» **ИСХОДНЫЙ ТЕКСТ**
----

Поднялся рано, натянул волглый комбинезон, порыжевшие сапоги, к которым давно не прикасалась щетка, затянулся ремнем. Рукой скользнул по клапану левого кармана, ощутив сквозь ткань плотный прямоугольник бумаги. Вчера замполит батальона капитан Монстаков дал рекомендацию в партию. Пожурил слегка, что просрочен кандидатский стаж, но и сам признал – не доглядел. Поскольку под рукой подходящей бумаги не нашлось, я вытащил тогда трофейную карту, и Григорий Кузьмич написал рекомендацию на ней.

В батальоне все любили замполита. Были моменты – стонала и дыбилась земля, и казалось, что нет на свете воли, которая подняла бы из окопов скрюченных, запорошенных пылью, прокопченных пороховой гарью, умытых соленым потом бойцов. Тогда раздавался властный голос замполита, и он первым бросался в огненную, начиненную смертью круговерть. А когда другие вкушали счастливый миг победы, Григорий Кузьмич как-то держался в тени, копался в своей потрепанной, видавшей виды, планшетке с представлениями к наградам, рекомендациями, горькими извещениями-похоронками, вырезками из корпусной газеты.

Сегодня комбат Субботин поставил задачу: нужно выбить немцев из деревни Гараны, но прежде – усилен ному взводу под моей командой просочиться к населен ному пункту и закрепиться там до подхода основных сил батальона. Наши действия поддержат минометчики Антошкевича. Затем одна рота имитирует атаку в лоб, две других с танкистами по лощине обойдут Гараны с юга...

Гитлеровцы притаились в деревне, не подавая признаков жизни. Мы прошли наши передовые окопы. Часовой изумленно воскликнул:

– Куда вас черти несут? Там же фрицы!

– А нам туда и надо,– ответил я и приказал убыстрить движение.

----

» **ИЗУЧИТЕ МАТЕРИАЛ**
1. На чём в тексте о фронтовом эпизоде была написана рекомендация в партию?
2. Выпишите из текста о фронтовом эпизоде без изменений отрывок, который начинается со слов «В батальоне все» и заканчивается словами «из корпусной газеты.».
Отвечайте, опираясь только на этот текст.

----

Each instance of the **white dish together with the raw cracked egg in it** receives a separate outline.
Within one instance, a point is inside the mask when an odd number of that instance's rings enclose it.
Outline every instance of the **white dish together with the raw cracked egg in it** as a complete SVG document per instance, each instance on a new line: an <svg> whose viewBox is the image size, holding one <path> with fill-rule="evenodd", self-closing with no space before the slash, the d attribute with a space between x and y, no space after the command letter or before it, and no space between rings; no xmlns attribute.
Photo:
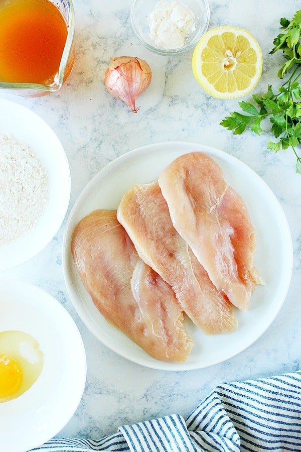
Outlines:
<svg viewBox="0 0 301 452"><path fill-rule="evenodd" d="M73 416L85 387L86 355L72 317L48 293L1 277L0 298L0 449L25 452Z"/></svg>

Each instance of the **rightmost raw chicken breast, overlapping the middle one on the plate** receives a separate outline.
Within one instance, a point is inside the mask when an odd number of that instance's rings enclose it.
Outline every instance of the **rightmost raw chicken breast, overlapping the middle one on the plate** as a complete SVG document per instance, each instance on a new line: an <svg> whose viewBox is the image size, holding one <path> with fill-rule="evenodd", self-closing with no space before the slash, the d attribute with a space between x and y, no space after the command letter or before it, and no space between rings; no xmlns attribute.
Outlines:
<svg viewBox="0 0 301 452"><path fill-rule="evenodd" d="M220 166L201 152L184 154L159 175L175 229L211 281L246 310L262 279L254 267L256 232L241 196Z"/></svg>

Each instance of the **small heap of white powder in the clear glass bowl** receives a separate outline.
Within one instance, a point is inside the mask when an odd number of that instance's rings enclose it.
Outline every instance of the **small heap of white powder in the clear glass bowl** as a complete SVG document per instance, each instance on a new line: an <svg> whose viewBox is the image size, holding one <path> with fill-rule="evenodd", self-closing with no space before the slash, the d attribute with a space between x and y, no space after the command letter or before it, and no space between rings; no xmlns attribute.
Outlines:
<svg viewBox="0 0 301 452"><path fill-rule="evenodd" d="M188 35L196 29L194 13L177 1L159 0L148 21L149 38L164 49L183 47Z"/></svg>

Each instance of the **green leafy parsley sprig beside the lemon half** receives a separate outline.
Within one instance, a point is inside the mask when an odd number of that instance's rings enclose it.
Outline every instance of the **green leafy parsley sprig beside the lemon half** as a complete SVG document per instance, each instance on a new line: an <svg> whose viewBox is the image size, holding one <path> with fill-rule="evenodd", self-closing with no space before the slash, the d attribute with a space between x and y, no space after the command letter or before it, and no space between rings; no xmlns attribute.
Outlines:
<svg viewBox="0 0 301 452"><path fill-rule="evenodd" d="M296 172L301 173L301 156L296 150L301 144L301 10L291 21L280 19L280 28L283 32L273 40L274 47L270 54L282 50L286 61L277 76L280 79L286 77L286 81L276 91L268 85L266 93L253 94L257 106L246 101L238 102L247 115L234 111L220 124L233 130L235 135L242 134L247 127L260 135L261 121L268 118L277 141L268 141L267 149L277 152L292 148L296 157Z"/></svg>

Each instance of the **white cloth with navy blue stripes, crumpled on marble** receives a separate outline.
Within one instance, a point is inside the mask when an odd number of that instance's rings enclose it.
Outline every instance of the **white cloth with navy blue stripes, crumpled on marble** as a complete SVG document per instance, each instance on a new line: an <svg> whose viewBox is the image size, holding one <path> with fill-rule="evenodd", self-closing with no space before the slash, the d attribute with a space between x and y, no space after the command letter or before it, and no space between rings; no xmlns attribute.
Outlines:
<svg viewBox="0 0 301 452"><path fill-rule="evenodd" d="M301 371L217 386L186 419L119 427L99 441L52 439L39 452L301 451Z"/></svg>

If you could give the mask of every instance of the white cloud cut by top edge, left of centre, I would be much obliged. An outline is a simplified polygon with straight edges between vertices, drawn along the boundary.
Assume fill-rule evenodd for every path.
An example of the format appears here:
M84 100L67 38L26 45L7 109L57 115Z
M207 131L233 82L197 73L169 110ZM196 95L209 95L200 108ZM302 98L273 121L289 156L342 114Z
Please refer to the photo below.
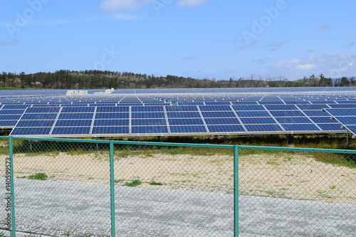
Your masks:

----

» **ОТВЕТЫ К ЗАДАНИЯМ**
1. На трофейной карте.

2.
В батальоне все любили замполита. Были моменты – стонала и дыбилась земля, и казалось, что нет на свете воли, которая подняла бы из окопов скрюченных, запорошенных пылью, прокопченных пороховой гарью, умытых соленым потом бойцов. Тогда раздавался властный голос замполита, и он первым бросался в огненную, начиненную смертью круговерть. А когда другие вкушали счастливый миг победы, Григорий Кузьмич как-то держался в тени, копался в своей потрепанной, видавшей виды, планшетке с представлениями к наградам, рекомендациями, горькими извещениями-похоронками, вырезками из корпусной газеты.